Work item. Count the lines below that contain the word "Target". Give only the number.

Natural-language object grounding data.
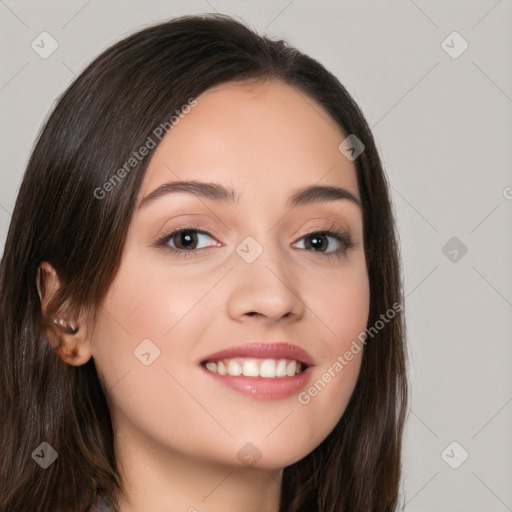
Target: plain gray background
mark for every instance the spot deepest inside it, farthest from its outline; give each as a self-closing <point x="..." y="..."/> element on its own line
<point x="443" y="125"/>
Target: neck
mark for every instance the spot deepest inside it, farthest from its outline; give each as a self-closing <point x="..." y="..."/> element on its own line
<point x="160" y="479"/>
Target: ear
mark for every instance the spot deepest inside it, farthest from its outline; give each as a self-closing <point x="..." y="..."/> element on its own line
<point x="67" y="333"/>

Answer for the task. 3